== Exercise inputs ==
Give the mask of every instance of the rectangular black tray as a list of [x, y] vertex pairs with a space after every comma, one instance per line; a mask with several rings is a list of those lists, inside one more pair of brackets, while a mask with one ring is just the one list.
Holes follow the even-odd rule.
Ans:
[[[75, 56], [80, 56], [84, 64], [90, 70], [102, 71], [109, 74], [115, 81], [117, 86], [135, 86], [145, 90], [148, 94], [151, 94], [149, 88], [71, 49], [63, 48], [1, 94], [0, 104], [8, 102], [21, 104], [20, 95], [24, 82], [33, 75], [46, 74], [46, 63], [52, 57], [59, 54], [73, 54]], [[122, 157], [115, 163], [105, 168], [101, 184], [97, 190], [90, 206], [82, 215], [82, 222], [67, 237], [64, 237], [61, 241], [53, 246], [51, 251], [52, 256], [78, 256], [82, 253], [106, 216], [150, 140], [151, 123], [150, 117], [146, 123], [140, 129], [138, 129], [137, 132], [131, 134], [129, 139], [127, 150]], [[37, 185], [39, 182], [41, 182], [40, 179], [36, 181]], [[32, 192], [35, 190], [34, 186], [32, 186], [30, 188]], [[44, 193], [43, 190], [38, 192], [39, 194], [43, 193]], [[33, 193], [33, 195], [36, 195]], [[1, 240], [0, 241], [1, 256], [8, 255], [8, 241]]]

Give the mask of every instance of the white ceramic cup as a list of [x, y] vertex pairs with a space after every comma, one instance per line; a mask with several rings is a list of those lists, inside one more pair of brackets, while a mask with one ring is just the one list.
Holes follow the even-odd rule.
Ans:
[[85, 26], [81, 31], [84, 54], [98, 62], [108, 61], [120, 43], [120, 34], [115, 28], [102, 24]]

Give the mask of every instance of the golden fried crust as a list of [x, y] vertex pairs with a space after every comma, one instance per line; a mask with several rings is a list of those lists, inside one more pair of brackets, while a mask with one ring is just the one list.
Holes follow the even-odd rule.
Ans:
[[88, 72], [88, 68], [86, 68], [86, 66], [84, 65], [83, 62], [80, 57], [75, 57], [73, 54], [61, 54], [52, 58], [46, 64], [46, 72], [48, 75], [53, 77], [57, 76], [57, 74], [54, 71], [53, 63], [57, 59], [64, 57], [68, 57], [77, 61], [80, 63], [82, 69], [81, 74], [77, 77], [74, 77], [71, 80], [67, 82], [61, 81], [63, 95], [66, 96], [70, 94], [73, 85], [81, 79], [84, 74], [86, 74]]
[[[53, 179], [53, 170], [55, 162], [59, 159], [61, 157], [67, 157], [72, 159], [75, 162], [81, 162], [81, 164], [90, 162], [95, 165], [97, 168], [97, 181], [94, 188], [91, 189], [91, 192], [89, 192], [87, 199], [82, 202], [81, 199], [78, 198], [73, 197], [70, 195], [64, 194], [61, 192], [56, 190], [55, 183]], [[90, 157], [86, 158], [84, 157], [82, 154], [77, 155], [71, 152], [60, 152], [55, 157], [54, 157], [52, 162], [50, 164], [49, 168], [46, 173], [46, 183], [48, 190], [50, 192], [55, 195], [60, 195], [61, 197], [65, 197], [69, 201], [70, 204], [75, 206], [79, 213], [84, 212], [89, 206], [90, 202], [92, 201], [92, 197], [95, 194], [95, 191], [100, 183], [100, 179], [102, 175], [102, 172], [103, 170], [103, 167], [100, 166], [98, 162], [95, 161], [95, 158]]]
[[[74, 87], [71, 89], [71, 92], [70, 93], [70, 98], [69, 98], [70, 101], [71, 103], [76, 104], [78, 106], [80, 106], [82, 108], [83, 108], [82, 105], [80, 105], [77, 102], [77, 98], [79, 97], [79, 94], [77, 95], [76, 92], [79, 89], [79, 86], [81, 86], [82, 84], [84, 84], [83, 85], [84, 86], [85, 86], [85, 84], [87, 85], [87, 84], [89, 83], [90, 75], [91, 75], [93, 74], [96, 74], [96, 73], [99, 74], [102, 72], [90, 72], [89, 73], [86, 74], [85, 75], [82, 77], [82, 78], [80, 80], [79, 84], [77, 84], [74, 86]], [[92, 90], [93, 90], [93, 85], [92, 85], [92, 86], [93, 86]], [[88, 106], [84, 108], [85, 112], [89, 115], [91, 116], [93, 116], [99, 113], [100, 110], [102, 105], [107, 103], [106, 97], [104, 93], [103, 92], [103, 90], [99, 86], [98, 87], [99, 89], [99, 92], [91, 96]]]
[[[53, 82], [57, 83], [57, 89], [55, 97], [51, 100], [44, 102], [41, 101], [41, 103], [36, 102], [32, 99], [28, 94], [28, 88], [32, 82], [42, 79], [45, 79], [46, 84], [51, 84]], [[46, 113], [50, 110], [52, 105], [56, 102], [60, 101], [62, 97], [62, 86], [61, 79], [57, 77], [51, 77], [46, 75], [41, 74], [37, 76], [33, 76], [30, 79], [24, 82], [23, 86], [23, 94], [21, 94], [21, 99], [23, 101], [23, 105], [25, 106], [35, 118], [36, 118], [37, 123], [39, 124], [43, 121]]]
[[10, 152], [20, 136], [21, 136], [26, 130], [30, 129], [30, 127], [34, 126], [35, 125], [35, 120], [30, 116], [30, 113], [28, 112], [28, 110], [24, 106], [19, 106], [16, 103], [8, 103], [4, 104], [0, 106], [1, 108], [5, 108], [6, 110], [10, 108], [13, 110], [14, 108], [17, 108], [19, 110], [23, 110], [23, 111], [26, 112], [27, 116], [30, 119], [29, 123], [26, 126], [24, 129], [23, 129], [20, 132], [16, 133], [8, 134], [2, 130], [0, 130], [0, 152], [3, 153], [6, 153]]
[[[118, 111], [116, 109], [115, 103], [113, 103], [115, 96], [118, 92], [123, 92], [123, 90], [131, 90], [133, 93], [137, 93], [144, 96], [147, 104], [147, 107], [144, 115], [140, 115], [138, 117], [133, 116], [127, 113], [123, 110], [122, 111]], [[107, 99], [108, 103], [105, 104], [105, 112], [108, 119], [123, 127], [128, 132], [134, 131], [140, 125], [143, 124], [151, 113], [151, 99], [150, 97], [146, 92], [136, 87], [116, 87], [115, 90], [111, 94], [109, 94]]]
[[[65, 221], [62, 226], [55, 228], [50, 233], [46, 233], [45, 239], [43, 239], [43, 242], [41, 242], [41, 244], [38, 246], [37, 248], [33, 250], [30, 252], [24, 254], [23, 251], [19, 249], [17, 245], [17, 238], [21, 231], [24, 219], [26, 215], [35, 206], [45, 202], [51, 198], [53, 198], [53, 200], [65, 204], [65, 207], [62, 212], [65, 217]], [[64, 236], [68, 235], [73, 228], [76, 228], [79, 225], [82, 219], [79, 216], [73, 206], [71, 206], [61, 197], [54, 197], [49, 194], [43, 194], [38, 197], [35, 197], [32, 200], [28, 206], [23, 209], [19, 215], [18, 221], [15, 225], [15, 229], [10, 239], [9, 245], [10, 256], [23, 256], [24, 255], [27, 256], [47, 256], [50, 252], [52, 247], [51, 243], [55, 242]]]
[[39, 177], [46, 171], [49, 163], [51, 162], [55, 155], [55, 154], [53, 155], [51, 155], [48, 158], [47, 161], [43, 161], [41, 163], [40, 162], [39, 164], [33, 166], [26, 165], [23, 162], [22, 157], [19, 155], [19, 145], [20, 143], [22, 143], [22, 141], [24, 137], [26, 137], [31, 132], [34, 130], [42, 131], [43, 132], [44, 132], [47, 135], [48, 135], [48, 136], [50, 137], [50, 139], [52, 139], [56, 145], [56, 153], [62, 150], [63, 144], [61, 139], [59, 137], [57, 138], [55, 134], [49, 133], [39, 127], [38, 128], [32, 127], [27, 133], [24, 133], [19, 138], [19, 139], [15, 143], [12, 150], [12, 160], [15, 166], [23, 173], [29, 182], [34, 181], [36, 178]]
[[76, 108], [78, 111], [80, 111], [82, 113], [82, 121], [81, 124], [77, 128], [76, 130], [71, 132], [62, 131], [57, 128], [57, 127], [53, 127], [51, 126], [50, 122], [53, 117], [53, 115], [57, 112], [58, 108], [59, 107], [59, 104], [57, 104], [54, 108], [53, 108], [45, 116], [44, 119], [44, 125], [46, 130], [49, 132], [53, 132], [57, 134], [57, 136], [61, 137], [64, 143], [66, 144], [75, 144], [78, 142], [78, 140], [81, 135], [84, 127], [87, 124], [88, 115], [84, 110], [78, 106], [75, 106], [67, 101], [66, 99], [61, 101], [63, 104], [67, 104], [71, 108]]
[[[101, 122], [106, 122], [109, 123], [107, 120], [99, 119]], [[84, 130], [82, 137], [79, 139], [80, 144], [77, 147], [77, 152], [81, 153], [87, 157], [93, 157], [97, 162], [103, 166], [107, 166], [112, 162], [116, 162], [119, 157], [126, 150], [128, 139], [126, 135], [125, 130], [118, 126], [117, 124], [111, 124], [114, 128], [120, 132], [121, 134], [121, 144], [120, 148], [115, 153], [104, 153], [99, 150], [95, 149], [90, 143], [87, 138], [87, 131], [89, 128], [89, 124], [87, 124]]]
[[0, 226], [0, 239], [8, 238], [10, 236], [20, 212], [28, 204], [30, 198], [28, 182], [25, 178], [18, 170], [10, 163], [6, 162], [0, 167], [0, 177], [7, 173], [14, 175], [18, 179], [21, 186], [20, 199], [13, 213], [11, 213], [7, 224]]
===
▶ _What the exercise asks_: Give the rows from the start of the records through the line containing "255], [8, 241]]]" as a Markdown table with the columns "No." and "Line". Number each line and leave out blank lines.

▶ _Correct output_:
| No. | Line |
|---|---|
| 1 | Give the mask of every instance of the rectangular black tray as a list of [x, y] vertex pairs with a space after every comma, one instance per line; a mask with several rings is a list of those lists, inside one more pair of brackets, while a mask with one ring is just the one list. |
| 2 | Holes follow the even-odd rule. |
| 3 | Ans: |
| 4 | [[[75, 56], [80, 56], [84, 64], [90, 70], [102, 71], [109, 74], [115, 81], [117, 86], [135, 86], [145, 90], [148, 94], [151, 94], [149, 88], [71, 49], [63, 48], [1, 94], [0, 104], [8, 102], [21, 104], [20, 95], [24, 82], [33, 75], [46, 74], [46, 63], [52, 57], [59, 54], [73, 54]], [[122, 157], [115, 163], [105, 168], [101, 184], [97, 190], [90, 206], [82, 215], [82, 222], [67, 237], [64, 237], [61, 241], [53, 246], [51, 251], [52, 256], [78, 256], [82, 253], [106, 216], [150, 140], [151, 123], [150, 117], [146, 123], [140, 129], [138, 129], [137, 132], [131, 134], [129, 139], [127, 150]], [[37, 185], [39, 182], [41, 182], [40, 179], [36, 181]], [[32, 192], [35, 190], [34, 186], [32, 186], [30, 188]], [[44, 193], [43, 190], [38, 192], [39, 194], [43, 193]], [[33, 193], [33, 195], [36, 195]], [[1, 240], [0, 241], [1, 256], [8, 255], [8, 241]]] |